_SELECTED EXCERPT_.
========================================================================

This is a good thing, generally. But it does beg some questions.
Why have clubs not always gone on 24 hours a day? What was the door policy there for in the first place?
Not to keep you out, really. To keep the club in, so that it could continue being the club.
A place to feel like you could actually go to the moon. Throw open the doors and a cathedral of nightlife is just a grain silo, in the light of day.
MK: Financial FOMO.
Party snaps and stock tickers are synonymous in our current social dilemma.
Pull to refresh on Instagram is cut with Robinhood checks. Not only do we want the dopamine #gainz, but we want to feel a part of something. To be with others.
This is about the collective experience. Miss out and kick yourself.
The banal Bitcoin rollercoaster analogy is also so apropos because it’s not just a thrilling, uncertain ride, but it’s one that’s shared with others. We’re trapped on the coaster, together. Crypto wouldn’t be crypto without it’s shared stories nor dreams. Crypto is a religion if there was ever one: a social-cultural system of designated behaviors, beliefs, world views, prophecies, and organizations relating to humanity. Buy the dip and transcend.
On line for the club or peering up at the coaster is an effective tease. There’s a reason why the line is maintained. It’s to sell the passersby in. Scrolling past gain porn is the “sell.” It works, hooking the naive. But the truth of the matter is, outside the club or with your feet on the ground is always safer. Just maybe, not as fun.
Tyranny of the Client
BD: Everybody’s aware the longstanding agency model is in trouble. Expertise is easy to outsource, simple to hire, and expected to be short-term. Beyond that, in-housing is the wave.
So it’s a shock to me that so many service companies, from agencies to media publishers, are hidebound to still using traditional models.
The readiest way to see this is in how so many continue to regard, and name their customers as “clients,” as opposed to by brand, or better yet... by name.

========================================================================

_EXTRACTED INFORMATION_.
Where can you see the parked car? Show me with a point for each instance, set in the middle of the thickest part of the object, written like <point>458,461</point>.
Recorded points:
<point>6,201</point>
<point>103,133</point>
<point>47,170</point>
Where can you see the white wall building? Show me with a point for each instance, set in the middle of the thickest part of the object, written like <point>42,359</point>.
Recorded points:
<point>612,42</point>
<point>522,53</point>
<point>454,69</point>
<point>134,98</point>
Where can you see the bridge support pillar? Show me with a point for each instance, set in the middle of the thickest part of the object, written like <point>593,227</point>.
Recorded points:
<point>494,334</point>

========================================================================

_ASSIGNMENT_. Resume the essay on club door policies, crypto and the agency model, picking up right after its last sentence.

_ANSWER TO THIS PROBLEM_.
Words are important. Names even more so.
In the service business — especially as individual contributors become more salient — it behooves everyone to understand and appreciate the people on the other side of the table as people — not as monolithic. There’s no sense of personality otherwise — in a business increasingly driven by personalization. Nor is there no sense of mutual interest; you are you, we are we, they are “client.” The results of this non-personification are instant and deeply felt; instead of a partner or family member, the unnamed client becomes a counter-party at best, a foil or even a rival at worst. And beyond that, the monolithic treatment means that “the client” becomes a shield, a straw man or no-consequences way of explaining away poor performance, bad creative and even simple misunderstanding.
This is not to say “clients” don’t sometimes deserve the categorical definition — we’ve all met those that hire agencies to not only unlock potential their organizations don’t possess, but also to bring an intermediary between themselves and failure. But in a post-pandemic world where it’s simple and frictionless to aggregate smart, strategic thinkers instantly, and turn capabilities on and off at will, thinking of or referring to “the client” as such is the same as calling them “the meal ticket.”
MK: We’re so proficient at spewing this quip, yet integrating it, is seemingly mission impossible:
“It’s not B2C or B2B, it’s B2H... Human.”
Gag.
Then why is it that every client is treated the same?
My hypothesis as to why clients remain “clients” is because 1. it’s easier that way (when nothing is certain, who wants to go above and beyond?), and 2. for those who learned the valuable lesson of bucking this trend and treating family as family, they’re not going off and preaching it into the LinkedIn megaphone. They’re practicing it and protecting it as their greatest competitive advantage.
For an industry built upon selling differentiation, wild it’s never been embodied nor reached the engagement itself.
Don’t get me started on billable hours and timesheets and I’ll fucking explode.